[Point-per-instance localization data]
>>
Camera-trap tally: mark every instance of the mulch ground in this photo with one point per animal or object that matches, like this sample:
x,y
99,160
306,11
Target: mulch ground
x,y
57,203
<<
◆ WORK INSTRUCTIONS: Nothing in the records may be left out; transcribe all of them exactly.

◆ WRITTEN RESPONSE:
Camera-trap tally: mark every instance of the mulch ground in this photo with one point per animal or object that matches, like this sample:
x,y
99,160
306,11
Target: mulch ground
x,y
57,203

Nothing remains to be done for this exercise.